*USANDO LA INFORMACIÓN*.
1) Indica si cada afirmación concuerda con el texto sobre la corrupción en México y cita las palabras del texto que lo deciden. (a) La corrupción persiste en México por algo más que funcionarios corruptos. (b) Rosario Robles fue detenida por triangular recursos públicos en hospitales. (c) La cita del libro de Edgardo Buscaglia corresponde a la página 119.
2) Copia del texto sobre la corrupción en México el fragmento que va de "Lozoya puede ser una herramienta" a "no es todo.".
3) Continúa el texto sobre la corrupción en México a partir de su última oración.

*FRAGMENTO DEL DOCUMENTO*.

──────

La corrupción en México persiste debido a que no sólo se trata de funcionarios corruptos sino de redes complejas que han permitido y protegen a este tipo de funcionarios. El caso de Emilio Lozoya puede ser una oportunidad para desmantelar este tipo de redes, ya que desde el inicio de esta administración, todo indicaba con la detención de Rosario Robles, por la triangulación de recursos públicos en universidades para la contratación de empresas inexistentes (fantasmas), que López Obrador estaba cometiendo el mismo error de no entender lo que sus antecesores nunca entendieron (o no quisieron entender).
Lozoya puede ser una herramienta importante para establecer nuevas formas de investigación y litigación de casos de corrupción; como bien escribió Edgardo Buscaglia en su libro Vacíos del Poder en México que un “catalizador para que un tsunami de causas ligadas a la corrupción político-administrativa empiece a fluir a través de procesamientos judiciales en México es una ley o programa especializado de protección de testigos y denunciantes para casos de corrupción (2015, p. 119). Esto sería ideal para aquellos que están dentro de estas redes que debido a la influencia de estos poderes fácticos puedan denunciar y ayudar a construir casos que las autoridades pueden llevar ante la justicia. Sin embargo, esto no es todo.

──────

*EXTRACTO DE DATOS*.
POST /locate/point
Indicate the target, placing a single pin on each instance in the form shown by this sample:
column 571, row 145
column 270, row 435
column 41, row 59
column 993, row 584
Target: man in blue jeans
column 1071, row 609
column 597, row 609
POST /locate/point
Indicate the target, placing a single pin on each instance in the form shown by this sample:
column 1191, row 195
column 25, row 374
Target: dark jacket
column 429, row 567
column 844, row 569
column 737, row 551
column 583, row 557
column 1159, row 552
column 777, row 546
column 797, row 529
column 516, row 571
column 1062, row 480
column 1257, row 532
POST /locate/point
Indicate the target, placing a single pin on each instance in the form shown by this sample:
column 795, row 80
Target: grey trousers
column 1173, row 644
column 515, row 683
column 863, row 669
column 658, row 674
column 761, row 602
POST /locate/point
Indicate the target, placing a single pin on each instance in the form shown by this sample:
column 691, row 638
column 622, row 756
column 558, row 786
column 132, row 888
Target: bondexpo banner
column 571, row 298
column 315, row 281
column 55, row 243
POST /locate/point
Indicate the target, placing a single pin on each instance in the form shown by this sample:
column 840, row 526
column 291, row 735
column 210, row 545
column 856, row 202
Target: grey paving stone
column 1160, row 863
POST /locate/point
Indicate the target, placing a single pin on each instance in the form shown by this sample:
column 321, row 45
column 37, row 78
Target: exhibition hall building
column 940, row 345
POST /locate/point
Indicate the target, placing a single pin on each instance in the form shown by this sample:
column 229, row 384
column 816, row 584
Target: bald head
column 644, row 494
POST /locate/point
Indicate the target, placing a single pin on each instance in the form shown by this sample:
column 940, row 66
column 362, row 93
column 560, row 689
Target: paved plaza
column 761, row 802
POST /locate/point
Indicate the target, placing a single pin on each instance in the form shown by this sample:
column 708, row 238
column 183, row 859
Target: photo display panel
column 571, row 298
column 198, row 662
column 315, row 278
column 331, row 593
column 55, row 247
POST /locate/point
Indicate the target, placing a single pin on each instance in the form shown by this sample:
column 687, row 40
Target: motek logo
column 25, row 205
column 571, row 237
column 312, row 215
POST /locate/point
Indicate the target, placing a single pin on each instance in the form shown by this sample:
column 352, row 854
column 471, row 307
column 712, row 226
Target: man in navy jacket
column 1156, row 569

──────

*RESPUESTAS PROPORCIONADAS*.
1)
(a) Sí: "no sólo se trata de funcionarios corruptos sino de redes complejas que han permitido y protegen a este tipo de funcionarios"
(b) No: "por la triangulación de recursos públicos en universidades para la contratación de empresas inexistentes (fantasmas)"
(c) Sí: "(2015, p. 119)"

2)
Lozoya puede ser una herramienta importante para establecer nuevas formas de investigación y litigación de casos de corrupción; como bien escribió Edgardo Buscaglia en su libro Vacíos del Poder en México que un “catalizador para que un tsunami de causas ligadas a la corrupción político-administrativa empiece a fluir a través de procesamientos judiciales en México es una ley o programa especializado de protección de testigos y denunciantes para casos de corrupción (2015, p. 119). Esto sería ideal para aquellos que están dentro de estas redes que debido a la influencia de estos poderes fácticos puedan denunciar y ayudar a construir casos que las autoridades pueden llevar ante la justicia. Sin embargo, esto no es todo.

3)
Es imperativo combatir estes redes proceder a desmantelarlas, pero es igual de fundamental que una vez detectadas las formas de operación ilícita, se proceda a reformas o reformulaciones institucionales para evitar que vuelvan a suceder. Si bien ahora contamos con una política nacional anticorrupción, esta debe estar orientada en esta evidencia. Así como es importante perseguir los delitos en materia de corrupción que se comenten, desmandarlas las redes y generar mecanismos para la prevención, es muy importante incluir en la discusión a la impunidad, la cual genera un ciclo de repetición de conductas ilegales. Es equívoco combatir la corrupción sin combatir de igual manera la impunidad. Tenemos que reconocer la existencia de “redes macrocriminales que usualmente operar desde el interior de instituciones públicas y privadas de varios Estados” (Salcedo-Albarán y Garay-Salamnaca, 2016, p. 175) y este caso en cuestión puede convertirse en el punto de inflexión para tener una verdadera estrategia de combate a la corrupción. Ahora la carga se encuentra en la Fiscalía General de la República y es una prueba de la cual estaremos atentos. Ahora o nunca entendemos que estamos ante una oportunidad o el mismo error de siempre.